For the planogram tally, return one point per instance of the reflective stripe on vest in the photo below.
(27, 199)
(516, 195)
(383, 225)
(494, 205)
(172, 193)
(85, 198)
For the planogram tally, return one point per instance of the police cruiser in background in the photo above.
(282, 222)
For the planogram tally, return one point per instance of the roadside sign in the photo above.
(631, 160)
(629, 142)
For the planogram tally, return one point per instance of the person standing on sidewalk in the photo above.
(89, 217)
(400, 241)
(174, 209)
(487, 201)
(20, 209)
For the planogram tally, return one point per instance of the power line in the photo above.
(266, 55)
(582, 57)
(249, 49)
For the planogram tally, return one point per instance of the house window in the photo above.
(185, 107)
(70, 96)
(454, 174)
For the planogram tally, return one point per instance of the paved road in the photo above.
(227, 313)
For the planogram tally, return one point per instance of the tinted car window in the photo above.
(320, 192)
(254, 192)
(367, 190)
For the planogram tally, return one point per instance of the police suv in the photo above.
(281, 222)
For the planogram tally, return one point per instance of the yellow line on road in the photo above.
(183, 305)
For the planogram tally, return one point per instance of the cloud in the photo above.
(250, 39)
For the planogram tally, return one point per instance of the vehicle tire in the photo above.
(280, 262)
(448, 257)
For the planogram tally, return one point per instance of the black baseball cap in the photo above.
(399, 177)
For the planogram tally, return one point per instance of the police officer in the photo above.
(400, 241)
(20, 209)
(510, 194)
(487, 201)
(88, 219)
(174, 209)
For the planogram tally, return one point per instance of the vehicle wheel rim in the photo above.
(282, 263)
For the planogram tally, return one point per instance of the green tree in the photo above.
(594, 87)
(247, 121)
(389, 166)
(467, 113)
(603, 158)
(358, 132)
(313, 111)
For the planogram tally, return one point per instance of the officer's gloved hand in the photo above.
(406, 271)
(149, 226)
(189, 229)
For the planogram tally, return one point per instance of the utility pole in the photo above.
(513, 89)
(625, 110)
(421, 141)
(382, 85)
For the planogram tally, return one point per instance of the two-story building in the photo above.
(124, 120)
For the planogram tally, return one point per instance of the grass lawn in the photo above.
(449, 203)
-- -- --
== Requirement ==
Reproduce verbatim the stretch of records from the line containing "pole in the photo above." through the end of the records, both ends included.

== Response to the exercise ==
For the planogram tally, return one point per instance of the utility pole in the photo above.
(513, 89)
(625, 110)
(421, 141)
(382, 85)
For the planogram tally, return one point per instance of the two-story building in the photo above.
(124, 120)
For the planogram tally, return one point per instance of the grass lawn in the photo above.
(449, 203)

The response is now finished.